Brief:
When the line containing "Can you find the sky" is found in the data below, copy it and each line after it through the line containing "Can you find the rocky", exactly and with no others.
————
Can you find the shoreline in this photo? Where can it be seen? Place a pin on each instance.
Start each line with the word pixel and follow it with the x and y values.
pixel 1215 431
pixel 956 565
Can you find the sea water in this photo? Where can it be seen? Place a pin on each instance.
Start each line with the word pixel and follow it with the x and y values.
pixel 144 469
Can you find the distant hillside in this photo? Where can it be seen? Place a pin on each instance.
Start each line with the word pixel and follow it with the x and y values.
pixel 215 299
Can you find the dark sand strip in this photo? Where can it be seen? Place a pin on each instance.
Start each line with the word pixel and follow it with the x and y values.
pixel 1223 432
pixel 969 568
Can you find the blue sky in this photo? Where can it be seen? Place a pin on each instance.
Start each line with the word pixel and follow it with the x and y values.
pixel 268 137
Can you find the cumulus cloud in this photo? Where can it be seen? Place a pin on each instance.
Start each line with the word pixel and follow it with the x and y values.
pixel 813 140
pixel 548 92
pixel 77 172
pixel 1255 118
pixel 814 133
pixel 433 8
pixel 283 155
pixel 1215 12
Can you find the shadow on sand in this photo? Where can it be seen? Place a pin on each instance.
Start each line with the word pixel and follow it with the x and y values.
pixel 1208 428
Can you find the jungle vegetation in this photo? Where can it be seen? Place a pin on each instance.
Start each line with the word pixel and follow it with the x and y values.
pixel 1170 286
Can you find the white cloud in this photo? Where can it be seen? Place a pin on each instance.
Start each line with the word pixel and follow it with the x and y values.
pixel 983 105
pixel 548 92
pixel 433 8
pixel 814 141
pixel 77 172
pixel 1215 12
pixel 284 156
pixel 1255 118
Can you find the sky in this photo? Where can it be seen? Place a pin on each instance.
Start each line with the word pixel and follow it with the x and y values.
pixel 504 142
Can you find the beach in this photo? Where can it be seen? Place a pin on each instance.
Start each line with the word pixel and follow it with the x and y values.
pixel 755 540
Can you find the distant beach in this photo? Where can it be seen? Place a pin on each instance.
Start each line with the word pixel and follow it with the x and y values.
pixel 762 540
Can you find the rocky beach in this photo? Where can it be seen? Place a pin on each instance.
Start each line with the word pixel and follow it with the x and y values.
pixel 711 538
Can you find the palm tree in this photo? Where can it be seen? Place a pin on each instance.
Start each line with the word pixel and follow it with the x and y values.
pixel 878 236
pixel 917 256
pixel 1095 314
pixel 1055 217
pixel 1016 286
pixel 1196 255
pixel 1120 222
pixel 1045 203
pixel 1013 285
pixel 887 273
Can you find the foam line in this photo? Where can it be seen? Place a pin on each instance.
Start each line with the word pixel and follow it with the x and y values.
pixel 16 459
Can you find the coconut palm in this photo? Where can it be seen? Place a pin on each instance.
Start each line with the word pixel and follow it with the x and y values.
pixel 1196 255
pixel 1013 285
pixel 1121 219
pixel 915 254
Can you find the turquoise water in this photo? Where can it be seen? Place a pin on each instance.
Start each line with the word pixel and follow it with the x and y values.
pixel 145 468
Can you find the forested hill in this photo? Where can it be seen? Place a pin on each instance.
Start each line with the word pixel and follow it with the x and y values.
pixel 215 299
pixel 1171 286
————
Output for this exercise:
Can you find the sky in this photo? Where can it be seen? Place a pin on each instance.
Start each line with the word pixel and follow it with the x and y values.
pixel 504 142
Can you find the beach in this photo? Where can it be seen? Place a pin on each instance.
Start each line with the word pixel and follow it with the x and y values.
pixel 755 540
Can you find the distant beach in this photo? Where can it be seen? Place a pin on each instance.
Start each line with the word pixel and follow it with the x and y values.
pixel 762 540
Can you find the rocky beach in this photo? Where can it be seen? Place a pin on each instance.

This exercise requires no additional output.